If you don't own your home, make sure you have your landlord's WRITTEN promise that GSDs are ok with him/her. Have an action plan for making sure your landlord doesn't regret that decision. Also if you rent, be prepared to answer some detailed questions about what happens if your landlord changes his/her mind and sells the property and what you will do with the dog if you have to move. 

Your fence should be in good repair. People _say_ they'll never let the dog out without supervision, but that's hard to maintain for 12-14 years. 

Start thinking about where you'd like to take an obedience class with your new dog. Even if she/he already has some basic obedience, taking a class together is one of the best thing you can do for your bond with your new dog. It looks good if you've already put some thought into this.


----------



## pupresq (Dec 2, 2005)

> Quote:I hope they will do what they can to verify that the people will be good pet owners and give them a chance.


The problem is that there's no absolute way to do this. Personal references really don't mean that much and without a veterinary history you really have only their word about what they're going to do. You would not believe how many people lie about their previous vet history and when I do their vet check, I find out. With a new pet owner, I have to assume that they're equally honest/dishonest about what they're going to do but I have no way to figure out who is who.

Don't get me wrong though - most groups will absolutely adopt out to new pet owners, I just meant that if I have two otherwise equally good looking applications, I will give preference to the one with a previous vet history because while yes, I'm happy they both want to adopt, my job is to find the best home I can for my foster animal. However, you rarely have two equally good applications and there are lots of things you can do to make sure your's looks especially good.


----------



## pupresq (Dec 2, 2005)

Your prep ideas are all good. I don't know if I'd buy all the supplies outright though because the group may have specific suggestions about what to buy or what the dog you're interested in likes. I really hate to see plastic bowls, for example. So if I went to a home visit and they had brand new plastic bowls I would then be faced with the askward conversation of telling them I think they should return them and get stainless steel. 

Honestly, I think openess and willingness go a LONG way towards impressing me with applicants. They don't have to know everything, I just want them to be engaged and interested in learning.


----------



## terry_demag (Jun 8, 2004)

I'll second pupresq comment about wanting applicants to be willing to learn and engaged.

I'll tell you, some of the WORST applicants we have had are those that had a german shepherd in the past and think they know EVERYTHING about the breed. They don't really listen to what you are telling them about THIS specific dog and their personality and needs. They are like "yeah, yeah, I know what I'm doing". On paper they look good and it's hard to tell them they are denied because they are a jerk (professionally :>)

Give me an applicant willing to listen and learn any day over someone who thinks they have it all figured out.

On another note, I'm always surprised about the things personal references will tell us if we just let them talk. Some times they tell us things and ask that we don't let the applicant know they told us (we never do) and other times, they think they are giving a good reference but give us a lot of info about the situation that makes us know it's probably not a good situation. (I think we once had someone say something to the effect of "Oh, I'm so glad they are getting another dog, I felt really bad when the previous dog got hit by a car. It was such a freak accident, it never got hit the other 100 times it was allowed to run loose (I'm paraphrasing, but you get the drift).)

### Material
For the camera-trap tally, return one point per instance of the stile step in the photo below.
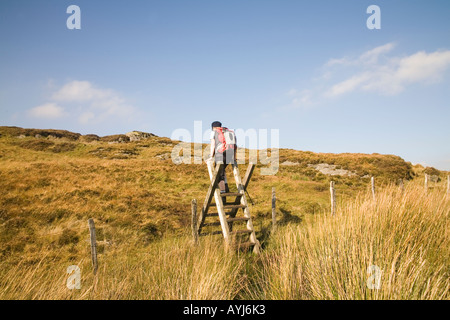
(244, 245)
(238, 219)
(231, 194)
(234, 206)
(241, 232)
(211, 224)
(210, 233)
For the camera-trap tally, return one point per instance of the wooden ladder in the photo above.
(231, 236)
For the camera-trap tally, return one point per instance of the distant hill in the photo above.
(53, 180)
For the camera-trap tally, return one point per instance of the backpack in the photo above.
(227, 140)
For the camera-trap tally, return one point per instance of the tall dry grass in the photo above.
(171, 269)
(405, 234)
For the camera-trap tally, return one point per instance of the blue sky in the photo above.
(311, 69)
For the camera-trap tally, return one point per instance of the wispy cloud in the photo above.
(393, 75)
(47, 111)
(376, 70)
(85, 102)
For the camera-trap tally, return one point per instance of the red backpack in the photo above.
(227, 140)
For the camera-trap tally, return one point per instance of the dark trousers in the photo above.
(227, 158)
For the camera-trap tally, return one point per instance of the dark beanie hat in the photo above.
(216, 124)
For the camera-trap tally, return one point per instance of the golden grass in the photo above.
(172, 269)
(141, 207)
(404, 234)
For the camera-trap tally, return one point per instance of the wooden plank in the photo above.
(241, 189)
(372, 183)
(244, 245)
(209, 195)
(241, 232)
(93, 245)
(230, 194)
(234, 206)
(274, 213)
(194, 221)
(245, 182)
(211, 224)
(448, 184)
(248, 175)
(210, 233)
(333, 198)
(237, 219)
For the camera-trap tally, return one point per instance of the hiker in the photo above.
(223, 149)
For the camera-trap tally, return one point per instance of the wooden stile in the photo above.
(240, 202)
(333, 198)
(274, 214)
(93, 245)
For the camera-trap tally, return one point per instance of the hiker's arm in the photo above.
(213, 148)
(235, 150)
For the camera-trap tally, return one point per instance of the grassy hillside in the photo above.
(54, 180)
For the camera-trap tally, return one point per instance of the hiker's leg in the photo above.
(229, 159)
(220, 158)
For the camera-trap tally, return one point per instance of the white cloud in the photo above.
(391, 76)
(87, 103)
(47, 111)
(377, 70)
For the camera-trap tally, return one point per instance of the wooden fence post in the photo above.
(333, 198)
(372, 182)
(402, 186)
(274, 214)
(93, 245)
(448, 184)
(194, 221)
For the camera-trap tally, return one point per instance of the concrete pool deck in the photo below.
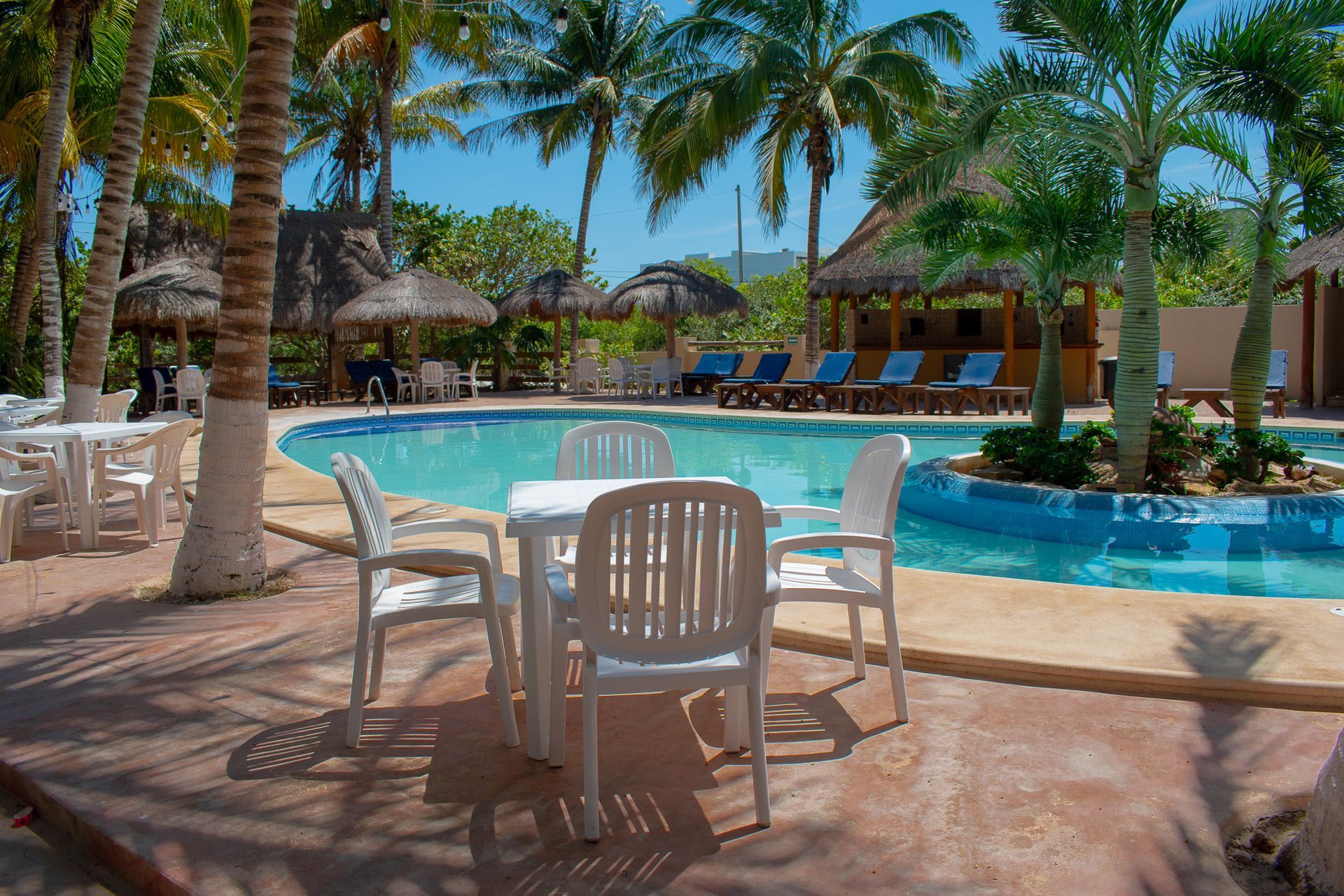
(1268, 652)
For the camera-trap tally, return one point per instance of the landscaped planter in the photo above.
(941, 489)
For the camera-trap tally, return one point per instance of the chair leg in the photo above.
(894, 663)
(756, 710)
(857, 643)
(499, 665)
(592, 812)
(375, 678)
(356, 690)
(559, 665)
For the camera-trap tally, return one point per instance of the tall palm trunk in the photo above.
(1047, 398)
(1320, 846)
(596, 143)
(813, 321)
(1136, 372)
(223, 547)
(89, 352)
(49, 175)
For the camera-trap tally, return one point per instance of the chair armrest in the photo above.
(808, 512)
(816, 540)
(456, 524)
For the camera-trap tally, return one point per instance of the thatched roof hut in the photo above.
(324, 260)
(1324, 253)
(855, 269)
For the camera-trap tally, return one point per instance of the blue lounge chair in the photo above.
(980, 371)
(771, 370)
(711, 368)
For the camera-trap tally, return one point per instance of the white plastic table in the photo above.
(538, 511)
(74, 438)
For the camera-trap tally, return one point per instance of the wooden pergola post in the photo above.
(1091, 335)
(1307, 394)
(895, 321)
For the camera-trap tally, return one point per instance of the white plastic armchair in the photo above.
(486, 593)
(22, 479)
(666, 628)
(867, 516)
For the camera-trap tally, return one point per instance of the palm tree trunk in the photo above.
(89, 352)
(20, 296)
(813, 324)
(1136, 374)
(1250, 360)
(594, 169)
(1047, 398)
(223, 547)
(49, 176)
(1320, 846)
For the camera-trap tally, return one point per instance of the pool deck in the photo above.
(1266, 652)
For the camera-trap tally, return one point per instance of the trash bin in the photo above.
(1108, 378)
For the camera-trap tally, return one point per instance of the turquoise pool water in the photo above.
(473, 463)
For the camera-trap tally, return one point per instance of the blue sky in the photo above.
(617, 230)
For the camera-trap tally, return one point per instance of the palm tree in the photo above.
(793, 74)
(1058, 218)
(222, 548)
(1138, 88)
(594, 83)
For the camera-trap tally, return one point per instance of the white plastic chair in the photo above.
(156, 468)
(191, 387)
(867, 516)
(112, 409)
(433, 382)
(622, 377)
(405, 384)
(468, 382)
(18, 488)
(487, 593)
(692, 621)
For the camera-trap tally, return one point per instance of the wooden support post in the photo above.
(1307, 394)
(835, 321)
(1091, 336)
(895, 321)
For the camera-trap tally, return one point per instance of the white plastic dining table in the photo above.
(538, 511)
(74, 438)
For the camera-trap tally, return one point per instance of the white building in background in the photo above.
(753, 264)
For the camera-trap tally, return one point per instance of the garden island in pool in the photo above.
(470, 458)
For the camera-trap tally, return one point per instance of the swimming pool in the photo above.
(470, 460)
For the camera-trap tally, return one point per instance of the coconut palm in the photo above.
(1136, 85)
(222, 548)
(592, 83)
(793, 74)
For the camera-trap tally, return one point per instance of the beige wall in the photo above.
(1205, 339)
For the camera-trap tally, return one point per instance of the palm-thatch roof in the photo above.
(416, 298)
(671, 289)
(324, 260)
(1324, 253)
(857, 269)
(174, 290)
(555, 293)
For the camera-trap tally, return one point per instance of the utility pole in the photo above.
(739, 235)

### Instructions to follow
Continue the forum thread about adopting a German shepherd from a rescue group, picking up right after its final sentence.

### Written response
----------



## flyinghayden (Oct 7, 2005)

For me, from the time I pick up the phone, or touch the keyboard to email a rescue, til the time I step into the door with my new friend, is 3 weeks-to a month. I have adopted from the farthest points in the US, so it is alot of work for me. I travel to meet the dog, so booking on the airlines is itself a huge procedure. I also spend hours on the phone and computer, with the app and references, but in the end, it is all worthwhile to me.


----------



## Timber1 (May 19, 2007)

Your first paragraph raised one of the concerns we do have with taking a dog for a home visit. The second is wht happens if I decide this is not the right home for the dog. For example, the dog is a runner in a high traffic area, and the potential owners have no fence.

To the extent possible I take the dog as a foster person, but can make the decision in some cases to allow an immediate adoption. I prefer doing that, to approving an adoption before the new owners have met the dog.


----------



## TxTech (Mar 29, 2008)

> Originally Posted By: nh_terryGive me an applicant willing to listen and learn any day over someone who thinks they have it all figured out.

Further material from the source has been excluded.